Falamos dos pandas-gigantes, espécie endémica das montanhas do sudoeste da China e que, até 2014, era considerada uma ‘espécie em perigo’ pela União Internacional para a Conservação da Natureza, tendo agora o estatuto de ‘vulnerável’. Na década de 1980 só estavam contabilizados 1114 pandas-gigantes em território da China, mas a última contagem, em 2014, revelou que existem 1864 destes animais em vida selvagem. Parece pouco, mas há motivos para estar otimista, até porque para o governo chinês esta espécie transformou-se num património a defender a todo o custo.

Todavia, um pormenor desconhecido de muitos é que, além de serem incorrigíveis comilões de bambu (apesar de ainda terem o sistema digestivo e os genes de um carnívoro), conseguem ser bastante porcalhões. Na Reserva Natural de Foping, na província chinesa de Xianxim, os pandas-gigantes gostam de se esfregar, quando as encontram, nas poças de excremento de cavalo, até ficarem com a pelagem imunda, pescoço e cabeça incluídos.

Para tirar a limpo o motivo deste comportamento, uma equipa de investigadores chineses analisou 38 casos em que os animais foram apanhados em flagrante, recorrendo a imagens obtidas por câmaras de infravermelho durante um ano – de junho de 2016 a julho de 2017.

Uma das primeiras descobertas, tal como explica a revista Science, foi que os pandas-gigantes tinham uma preferência pelo ‘cocó’ de cavalo com menos de dez dias. Estes excrementos contêm dois elementos naturais, o cariofileno e o óxido de cariofileno, raros nas fezes expelidas há mais tempo.

Dotados desta informação, os cientistas fizeram, em seguida, uma experiência com os pandas-gigantes em cativeiro do Jardim Zoológico de Pequim, adicionando os dois componentes a uma parte do feno que cobre o solo onde os animais vivem. Verificou-se que estes Ailuropoda melanoleuca (o nome científico da espécie) preferiam o feno com cariofileno e óxido de cariofileno, chegando a esfregá-lo em todo o corpo em algumas das vezes. A partir daqui, emergiu um padrão: tendencialmente, os animais rolavam neste feno ‘contaminado’ quando fazia frio, mais especificamente, quando o termómetro marcava uma temperatura entre os 5 graus Celsius negativos e os 15 graus Celsius.

Problema proposto
Transcreva, palavra por palavra, o trecho do texto sobre os pandas-gigantes que começa nas palavras "Dotados desta informação, os" e termina logo após "15 graus Celsius.".

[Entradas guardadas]
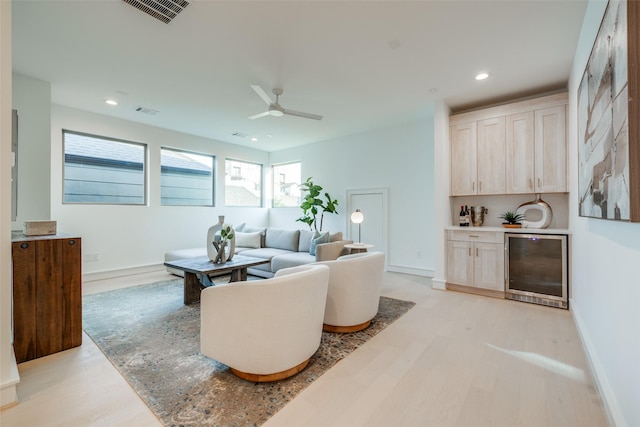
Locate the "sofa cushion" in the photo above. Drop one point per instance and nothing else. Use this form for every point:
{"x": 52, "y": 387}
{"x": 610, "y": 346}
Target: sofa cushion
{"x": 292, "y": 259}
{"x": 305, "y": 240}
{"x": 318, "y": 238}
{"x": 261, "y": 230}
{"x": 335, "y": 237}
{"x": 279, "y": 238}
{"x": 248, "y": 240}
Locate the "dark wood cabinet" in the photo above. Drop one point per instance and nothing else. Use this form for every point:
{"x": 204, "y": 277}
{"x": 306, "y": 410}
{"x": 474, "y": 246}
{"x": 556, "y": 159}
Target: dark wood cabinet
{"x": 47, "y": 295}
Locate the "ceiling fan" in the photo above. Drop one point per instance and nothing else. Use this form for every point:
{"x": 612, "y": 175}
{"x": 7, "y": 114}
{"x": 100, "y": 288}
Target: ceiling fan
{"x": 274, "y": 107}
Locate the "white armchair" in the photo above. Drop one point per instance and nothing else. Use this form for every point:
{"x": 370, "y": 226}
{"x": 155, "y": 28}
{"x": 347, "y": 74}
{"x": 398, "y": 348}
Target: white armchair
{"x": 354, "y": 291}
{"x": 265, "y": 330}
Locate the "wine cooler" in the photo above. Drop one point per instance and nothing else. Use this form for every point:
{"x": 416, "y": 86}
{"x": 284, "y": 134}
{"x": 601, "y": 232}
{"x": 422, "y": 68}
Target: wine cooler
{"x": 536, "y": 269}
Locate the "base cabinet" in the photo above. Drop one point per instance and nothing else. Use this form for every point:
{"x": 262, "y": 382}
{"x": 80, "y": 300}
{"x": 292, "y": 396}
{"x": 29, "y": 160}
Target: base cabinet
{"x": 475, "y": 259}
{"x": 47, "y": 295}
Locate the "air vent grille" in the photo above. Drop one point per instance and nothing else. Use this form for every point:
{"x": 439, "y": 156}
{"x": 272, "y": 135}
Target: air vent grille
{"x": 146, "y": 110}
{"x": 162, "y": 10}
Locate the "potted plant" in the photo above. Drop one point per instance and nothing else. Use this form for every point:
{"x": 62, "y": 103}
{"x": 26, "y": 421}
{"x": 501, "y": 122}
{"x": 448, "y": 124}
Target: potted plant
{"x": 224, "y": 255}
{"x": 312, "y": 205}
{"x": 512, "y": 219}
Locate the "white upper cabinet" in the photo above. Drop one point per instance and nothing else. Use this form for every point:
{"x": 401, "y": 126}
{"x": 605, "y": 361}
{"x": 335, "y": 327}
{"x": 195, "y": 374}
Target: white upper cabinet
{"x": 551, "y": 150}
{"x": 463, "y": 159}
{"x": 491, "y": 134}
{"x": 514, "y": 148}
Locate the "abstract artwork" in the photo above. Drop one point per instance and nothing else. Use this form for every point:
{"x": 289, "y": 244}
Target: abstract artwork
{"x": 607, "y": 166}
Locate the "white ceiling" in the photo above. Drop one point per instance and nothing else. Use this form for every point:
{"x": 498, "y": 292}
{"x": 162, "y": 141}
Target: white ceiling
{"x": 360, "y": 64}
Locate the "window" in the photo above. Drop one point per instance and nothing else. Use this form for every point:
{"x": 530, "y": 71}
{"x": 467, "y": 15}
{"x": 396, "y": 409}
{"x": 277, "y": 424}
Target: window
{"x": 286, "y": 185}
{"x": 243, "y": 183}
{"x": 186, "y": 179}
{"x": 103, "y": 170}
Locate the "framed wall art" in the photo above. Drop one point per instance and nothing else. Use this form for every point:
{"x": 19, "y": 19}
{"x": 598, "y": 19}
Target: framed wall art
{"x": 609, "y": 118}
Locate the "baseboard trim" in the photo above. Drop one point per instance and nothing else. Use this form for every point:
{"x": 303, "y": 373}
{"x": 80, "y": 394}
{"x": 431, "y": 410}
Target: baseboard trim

A sua solução
Dotados desta informação, os cientistas fizeram, em seguida, uma experiência com os pandas-gigantes em cativeiro do Jardim Zoológico de Pequim, adicionando os dois componentes a uma parte do feno que cobre o solo onde os animais vivem. Verificou-se que estes Ailuropoda melanoleuca (o nome científico da espécie) preferiam o feno com cariofileno e óxido de cariofileno, chegando a esfregá-lo em todo o corpo em algumas das vezes. A partir daqui, emergiu um padrão: tendencialmente, os animais rolavam neste feno ‘contaminado’ quando fazia frio, mais especificamente, quando o termómetro marcava uma temperatura entre os 5 graus Celsius negativos e os 15 graus Celsius.